Do this => Swap "Query" for "Prompt" throughout the listing, and reproduce the lines with nothing else changed.

# Stored records start

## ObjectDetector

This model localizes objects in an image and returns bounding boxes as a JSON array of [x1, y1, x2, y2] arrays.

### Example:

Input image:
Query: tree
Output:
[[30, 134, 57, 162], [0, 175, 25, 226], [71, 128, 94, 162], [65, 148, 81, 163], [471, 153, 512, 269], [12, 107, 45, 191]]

# Stored records end

Result of the exercise =>
## ObjectDetector

This model localizes objects in an image and returns bounding boxes as a JSON array of [x1, y1, x2, y2] arrays.

### Example:

Input image:
Prompt: tree
Output:
[[30, 134, 57, 162], [0, 175, 25, 226], [71, 128, 94, 162], [65, 148, 81, 163], [471, 153, 512, 269], [12, 107, 45, 191]]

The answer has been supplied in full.